--- TRECHO DO TEXTO ---
Um outro aspecto negativo, que não tem directamente relação com as tecnologias, mas está a montante, é o que observo sobre a falta de formação existente na área da cultura digital de grande parte dos profissionais de museus e do escasso tratamento que o digital tem nos cursos de formação na área. Esta falta de formação, combinada com os escassos recursos humanos nos museus, nomeadamente os municipais, é a tempestade perfeita para desperdiçarmos a oportunidade para utilizar as tecnologias em benefício dos museus, das colecções e, acima de tudo, dos visitantes.

AC − Tem havido algum investimento na gestão de colecções, nomeadamente a criação de catálogos digitais. Como tem sido esta evolução e que passos são necessários dar ainda?

AM − O investimento em gestão de colecções que tem existido ao longo das últimas décadas é, na minha opinião, manifestamente escasso para as necessidades que existem nesta área. A determinada altura, durante o período do anterior quadro de financiamento europeu e no âmbito do POC (Programa Operacional da Cultura), tivemos um conjunto de iniciativas nesta área com resultados significativos. Está, aliás, por fazer um estudo mais aprofundado sobre o impacto do POC nesta matéria e noutras. No entanto, segundo o que observamos nos dados mais recentes sobre a digitalização do património cultural e o que vou constatando nos diversos museus que visito a nível profissional, há um enorme “oceano” de objectos, de colecções, que estão nas sombras, sem registos acessíveis, sem estudo, sem informação básica recolhida, porque a maioria dos museus mantém as portas abertas com um esforço sobre-humano e não tem a capacidade de manter uma equipa dedicada ao registo, estudo, catalogação e divulgação das colecções. É este, provavelmente, o maior entrave face às potencialidades que as tecnologias permitem actualmente. Mas poderia elencar outros factores de bloqueio, como a ausência da normalização dos conteúdos, o desconhecimento das normas, a preocupação constante com ferramentas em vez de uma preocupação em solidificar conceitos a médio e longo prazo, a ausência de planificação, já para não falar da estratégia ou da partilha de recursos e resultados.

Se nos centrarmos nos catálogos digitais existentes, veremos que reflectem um esforço dos museus num determinado momento. Mas quantos desses catálogos têm tido actualizações de conteúdos e de tecnologia? Há, para além do exemplo que citei na anterior questão, inúmeras soluções tecnológicas interessantes, com custos de implementação não muito elevados, mas a sensação que tenho é que as tutelas (uma parte delas pelo menos) pensam na publicação de um catálogo digital da mesma forma que pensavam num em papel. Ou seja, publica-se num website e está resolvido o problema – e já somos digitais! A publicação de um instrumento desta natureza implica um compromisso com os públicos online dos museus que deve ser entendido pelos que têm a responsabilidade de gerir os museus.

Julgo que um dos primeiros passos a dar sobre os catálogos digitais seria fazer um estudo mais profundo sobre o ponto de situação actual em Portugal, incluindo a participação dos museus portugueses na Europeana ou em projectos como a Wikipedia ou a Wikimedia, por exemplo. Seria interessante recolher essa informação e propor passos a seguir com base em informação mais sólida.
---
§ **CONJUNTO DE TAREFAS**
A – Responda a estas perguntas com base no texto sobre museus e cultura digital:
(i) Que designação completa corresponde à sigla POC?
(ii) Além da Europeana, que projetos são dados como exemplo de participação dos museus portugueses?
(iii) Segundo o texto, com que fator se combina a falta de formação para formar "a tempestade perfeita"?
B – Edite o trecho do texto sobre museus e cultura digital que vai de "AC − Tem havido" a "necessários dar ainda?" e apresente-o de novo, com "catálogos digitais" substituído por "inventários digitais".
C – Prossiga o texto sobre museus e cultura digital, escrevendo a partir da última frase apresentada.
O material que vem a seguir não tem qualquer papel neste trabalho.
--- INFORMAÇÃO FORNECIDA ---
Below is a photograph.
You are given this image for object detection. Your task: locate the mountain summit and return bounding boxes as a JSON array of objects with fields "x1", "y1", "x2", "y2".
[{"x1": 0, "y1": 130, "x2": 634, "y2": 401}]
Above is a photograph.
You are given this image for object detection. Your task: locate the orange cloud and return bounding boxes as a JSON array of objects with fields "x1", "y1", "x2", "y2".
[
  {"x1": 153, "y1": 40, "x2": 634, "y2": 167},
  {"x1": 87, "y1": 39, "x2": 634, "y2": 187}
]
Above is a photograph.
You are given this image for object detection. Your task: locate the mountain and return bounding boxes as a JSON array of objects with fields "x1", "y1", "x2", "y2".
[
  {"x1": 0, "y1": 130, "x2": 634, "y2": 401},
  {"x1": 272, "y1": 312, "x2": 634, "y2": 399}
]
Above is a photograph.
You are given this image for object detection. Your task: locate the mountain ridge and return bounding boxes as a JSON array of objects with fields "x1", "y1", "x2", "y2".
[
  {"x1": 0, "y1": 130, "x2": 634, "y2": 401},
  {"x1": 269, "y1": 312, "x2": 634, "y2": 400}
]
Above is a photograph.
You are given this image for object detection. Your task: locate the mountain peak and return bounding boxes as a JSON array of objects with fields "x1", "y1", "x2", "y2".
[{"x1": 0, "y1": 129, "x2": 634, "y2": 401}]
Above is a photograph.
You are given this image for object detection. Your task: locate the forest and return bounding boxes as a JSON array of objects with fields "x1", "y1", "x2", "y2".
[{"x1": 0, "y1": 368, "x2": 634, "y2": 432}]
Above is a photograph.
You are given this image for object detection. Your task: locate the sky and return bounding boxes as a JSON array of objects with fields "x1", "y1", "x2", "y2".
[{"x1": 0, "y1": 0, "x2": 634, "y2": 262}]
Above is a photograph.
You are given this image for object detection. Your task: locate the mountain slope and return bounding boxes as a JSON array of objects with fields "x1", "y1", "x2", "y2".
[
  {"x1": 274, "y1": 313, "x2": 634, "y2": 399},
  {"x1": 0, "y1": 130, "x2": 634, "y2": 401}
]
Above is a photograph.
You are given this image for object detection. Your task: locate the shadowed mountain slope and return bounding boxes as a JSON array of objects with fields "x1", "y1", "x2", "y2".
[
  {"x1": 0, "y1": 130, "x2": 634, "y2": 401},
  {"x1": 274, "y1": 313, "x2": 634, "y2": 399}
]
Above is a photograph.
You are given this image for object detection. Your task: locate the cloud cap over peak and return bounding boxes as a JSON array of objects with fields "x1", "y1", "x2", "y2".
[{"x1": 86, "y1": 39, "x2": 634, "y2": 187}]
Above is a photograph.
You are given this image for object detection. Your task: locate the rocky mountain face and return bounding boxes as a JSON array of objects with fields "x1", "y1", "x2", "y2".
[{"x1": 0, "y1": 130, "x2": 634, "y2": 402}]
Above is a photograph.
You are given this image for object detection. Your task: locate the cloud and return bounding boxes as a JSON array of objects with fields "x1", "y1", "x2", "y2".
---
§ **RESULTADOS**
A –
(i) Programa Operacional da Cultura.
(ii) A Wikipedia e a Wikimedia.
(iii) Com os escassos recursos humanos nos museus, nomeadamente os municipais.

B –
AC − Tem havido algum investimento na gestão de colecções, nomeadamente a criação de inventários digitais. Como tem sido esta evolução e que passos são necessários dar ainda?

C –
AC − Existem vários projectos a decorrer em museus nacionais portugueses, nomeadamente com o Google Art. Que desafios estão implícitos e qual pode ser o impacto destes projectos?

AM − O Google Art, ao contrário do que acontece com a Europeana, é um serviço prestado pela Google que tem méritos e benefícios para os museus e colecções em termos de visibilidade, no entanto, julgo que os museus deverão percorrer o seu caminho preparando-se previamente para este tipo de parcerias e definindo por si próprios as plataformas onde pretendem estar. Para dar um exemplo, que nos foi mostrado por Merete Sanderhoff (Danish National Gallery) na última conferência anual da Acesso Cultura, há imagens de objectos das colecções nacionais disponíveis com marca de água nos catálogos digitais dos museus da Direção-Geral do Património Cultural (DGPC) que estão disponíveis em alta resolução e sem qualquer restrição no Google Art. Não parece um contra-senso? Em todo o caso, soubemos também na mesma altura, pela voz de David Santos que essa situação estava identificada e seria em breve modificada. Sabendo que a relação com marcas de grande impacto como a Google, a Microsoft ou a Apple é sempre tentadora (e pode ser muito proveitosa se bem pensada pelos museus), julgo que os museus, nomeadamente os nacionais, terão que pensar previamente a sua relação com o mundo digital.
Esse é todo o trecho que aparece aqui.